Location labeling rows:
━━━━━━

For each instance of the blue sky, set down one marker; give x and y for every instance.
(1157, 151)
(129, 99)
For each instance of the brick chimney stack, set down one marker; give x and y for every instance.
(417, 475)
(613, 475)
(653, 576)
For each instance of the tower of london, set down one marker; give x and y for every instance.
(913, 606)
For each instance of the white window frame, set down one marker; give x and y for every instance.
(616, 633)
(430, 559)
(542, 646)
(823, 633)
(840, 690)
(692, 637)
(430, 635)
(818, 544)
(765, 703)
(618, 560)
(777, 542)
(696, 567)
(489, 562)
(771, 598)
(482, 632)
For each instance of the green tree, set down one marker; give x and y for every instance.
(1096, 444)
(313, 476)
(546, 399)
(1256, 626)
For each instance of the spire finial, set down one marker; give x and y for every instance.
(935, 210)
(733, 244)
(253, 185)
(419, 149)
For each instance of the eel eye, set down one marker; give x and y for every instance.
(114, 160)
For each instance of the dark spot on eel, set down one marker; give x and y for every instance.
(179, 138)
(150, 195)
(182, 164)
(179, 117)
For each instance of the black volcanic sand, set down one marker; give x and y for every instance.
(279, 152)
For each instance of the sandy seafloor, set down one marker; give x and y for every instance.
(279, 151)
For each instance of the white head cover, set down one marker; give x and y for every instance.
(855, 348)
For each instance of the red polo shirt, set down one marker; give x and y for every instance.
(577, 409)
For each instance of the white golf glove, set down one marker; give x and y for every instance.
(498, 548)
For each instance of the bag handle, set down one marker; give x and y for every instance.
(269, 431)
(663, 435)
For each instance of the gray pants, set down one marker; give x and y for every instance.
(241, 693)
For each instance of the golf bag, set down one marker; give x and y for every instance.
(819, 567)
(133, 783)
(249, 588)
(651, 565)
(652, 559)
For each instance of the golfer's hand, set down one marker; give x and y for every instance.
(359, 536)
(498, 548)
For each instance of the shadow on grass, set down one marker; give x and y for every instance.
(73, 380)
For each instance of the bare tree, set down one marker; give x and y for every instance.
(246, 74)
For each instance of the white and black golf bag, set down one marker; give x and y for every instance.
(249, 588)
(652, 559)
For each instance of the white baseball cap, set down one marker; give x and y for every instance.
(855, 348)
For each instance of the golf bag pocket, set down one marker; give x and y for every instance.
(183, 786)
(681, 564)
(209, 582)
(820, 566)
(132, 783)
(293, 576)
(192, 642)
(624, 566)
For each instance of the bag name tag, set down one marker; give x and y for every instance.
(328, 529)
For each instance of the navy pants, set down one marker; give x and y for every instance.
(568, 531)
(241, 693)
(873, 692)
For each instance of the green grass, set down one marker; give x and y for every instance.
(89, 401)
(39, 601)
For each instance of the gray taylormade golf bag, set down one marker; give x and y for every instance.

━━━━━━

Rewrite the lines from the line containing "For each instance of the navy" through the end of the rows, keeping the request lines unchanged. Scale every coordinate in the answers by 0.65, rounding to whole numbers with halves going up.

#### Output of the exercise:
For each instance of the navy pants, set down one marker; give x and y for every instance.
(369, 345)
(157, 450)
(567, 450)
For each instance of the green grass, set down one marker; give x and y for every instance.
(58, 261)
(25, 391)
For each instance of the gray taylormade golf bag, set down one marker; give x and y for every instance.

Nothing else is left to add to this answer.